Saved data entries
--- START ---

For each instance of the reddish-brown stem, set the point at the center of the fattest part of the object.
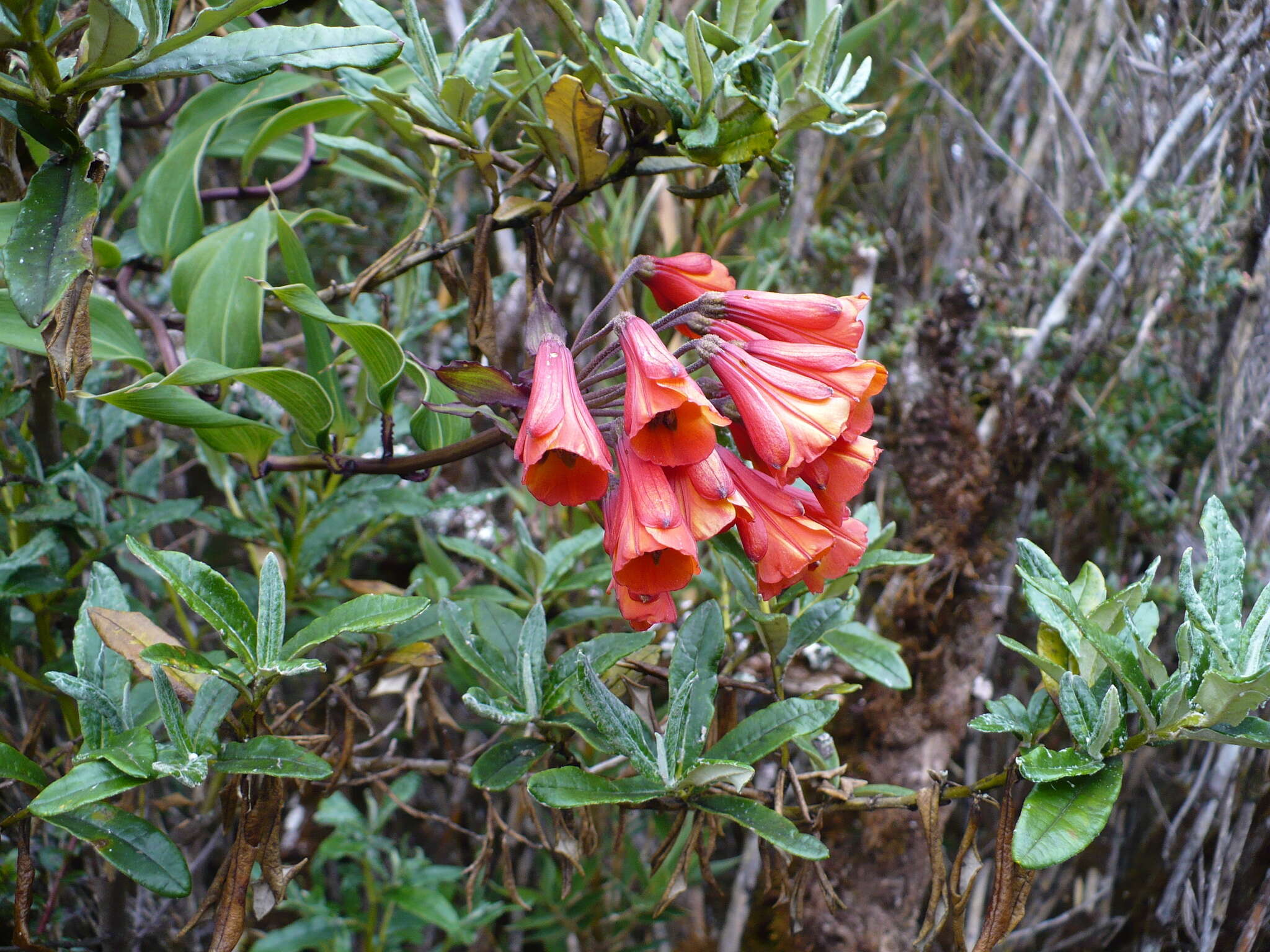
(397, 466)
(167, 350)
(290, 180)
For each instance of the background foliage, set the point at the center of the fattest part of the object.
(1064, 226)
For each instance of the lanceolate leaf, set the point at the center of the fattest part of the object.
(211, 284)
(275, 757)
(219, 430)
(1061, 819)
(379, 351)
(505, 763)
(131, 844)
(363, 614)
(206, 592)
(17, 767)
(252, 54)
(86, 783)
(766, 823)
(567, 787)
(763, 731)
(618, 723)
(296, 392)
(47, 248)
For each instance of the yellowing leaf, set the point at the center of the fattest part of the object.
(577, 118)
(130, 633)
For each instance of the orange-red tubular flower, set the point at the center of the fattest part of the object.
(807, 319)
(840, 368)
(682, 278)
(668, 419)
(708, 496)
(838, 474)
(646, 534)
(642, 612)
(564, 456)
(784, 542)
(790, 418)
(850, 541)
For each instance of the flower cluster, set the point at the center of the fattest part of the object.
(789, 391)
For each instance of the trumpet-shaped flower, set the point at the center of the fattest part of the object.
(642, 612)
(667, 418)
(785, 544)
(564, 456)
(682, 278)
(808, 319)
(646, 534)
(790, 418)
(837, 475)
(849, 376)
(708, 496)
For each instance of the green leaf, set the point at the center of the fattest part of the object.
(1081, 710)
(498, 710)
(1226, 700)
(1250, 733)
(94, 662)
(1006, 715)
(251, 54)
(169, 708)
(1109, 721)
(211, 284)
(111, 35)
(695, 673)
(765, 730)
(86, 783)
(491, 560)
(133, 752)
(17, 767)
(1222, 586)
(171, 215)
(220, 431)
(273, 757)
(531, 659)
(288, 120)
(870, 654)
(1061, 819)
(505, 763)
(48, 247)
(1042, 764)
(379, 351)
(563, 555)
(131, 845)
(93, 701)
(486, 658)
(812, 624)
(296, 392)
(620, 726)
(709, 772)
(1050, 668)
(567, 787)
(363, 614)
(603, 651)
(766, 823)
(206, 592)
(271, 615)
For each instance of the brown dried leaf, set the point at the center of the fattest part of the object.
(69, 337)
(133, 632)
(371, 587)
(1011, 883)
(578, 120)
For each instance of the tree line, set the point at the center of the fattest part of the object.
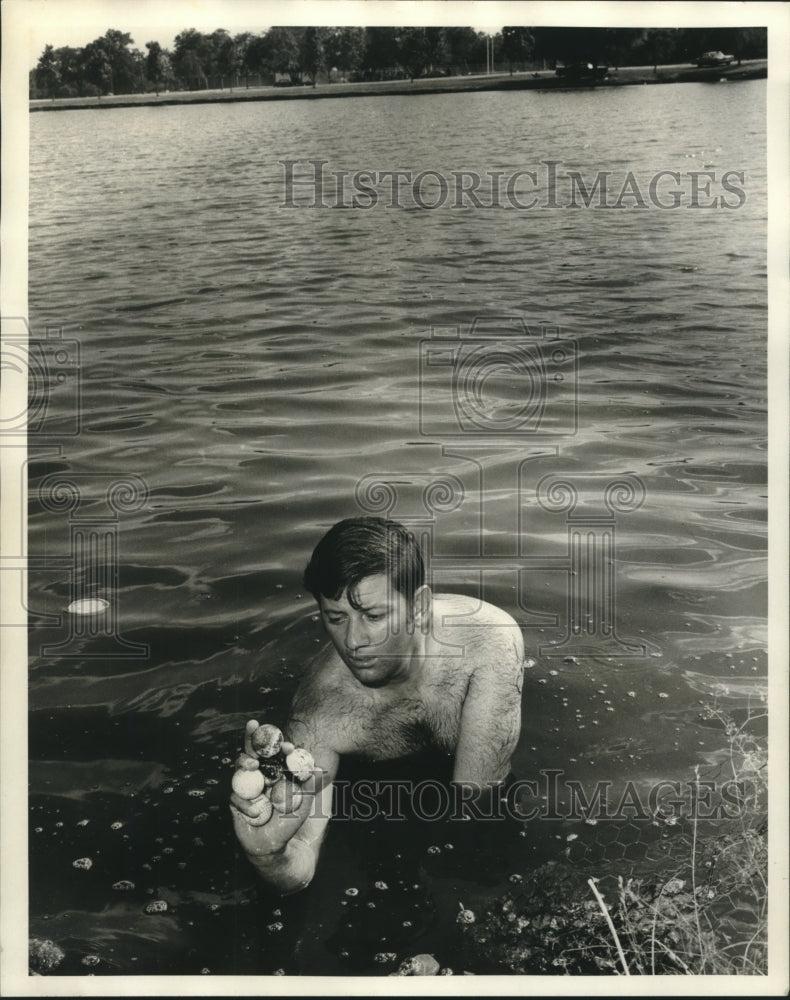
(306, 55)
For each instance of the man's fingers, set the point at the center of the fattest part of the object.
(317, 781)
(249, 729)
(257, 812)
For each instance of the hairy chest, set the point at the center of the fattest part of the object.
(410, 724)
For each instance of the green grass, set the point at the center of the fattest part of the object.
(700, 910)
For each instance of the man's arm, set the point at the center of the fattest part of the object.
(491, 713)
(284, 850)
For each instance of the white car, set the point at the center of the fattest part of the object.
(713, 59)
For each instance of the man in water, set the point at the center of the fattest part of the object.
(405, 670)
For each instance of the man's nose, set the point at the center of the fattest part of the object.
(356, 635)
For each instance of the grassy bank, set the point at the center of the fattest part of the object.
(544, 80)
(694, 903)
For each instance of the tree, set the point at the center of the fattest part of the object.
(257, 55)
(517, 45)
(436, 49)
(157, 66)
(225, 61)
(191, 58)
(464, 48)
(97, 69)
(283, 46)
(47, 73)
(381, 54)
(311, 53)
(414, 51)
(344, 49)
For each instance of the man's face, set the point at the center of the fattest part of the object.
(375, 638)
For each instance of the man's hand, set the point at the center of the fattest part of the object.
(270, 825)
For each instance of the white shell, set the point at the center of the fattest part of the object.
(285, 796)
(300, 763)
(248, 784)
(267, 740)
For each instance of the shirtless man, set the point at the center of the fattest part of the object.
(405, 670)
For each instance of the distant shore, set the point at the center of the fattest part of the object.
(752, 69)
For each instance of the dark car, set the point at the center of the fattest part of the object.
(713, 59)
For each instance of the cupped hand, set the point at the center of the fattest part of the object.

--- END ---

Your task:
Rewrite each line of the listing, text lines included, from the top through the line that contains "(1064, 226)". Multiply every point coordinate by 0.2 and round to the nearest whole number, rounding halves up, and leave out the pictures.

Response:
For each instance of the reddish-brown stem, set the point at the center of the fattest part of the object.
(79, 93)
(33, 70)
(58, 36)
For each instance of the background foliage, set the point at the center of the fattest part of the object.
(213, 45)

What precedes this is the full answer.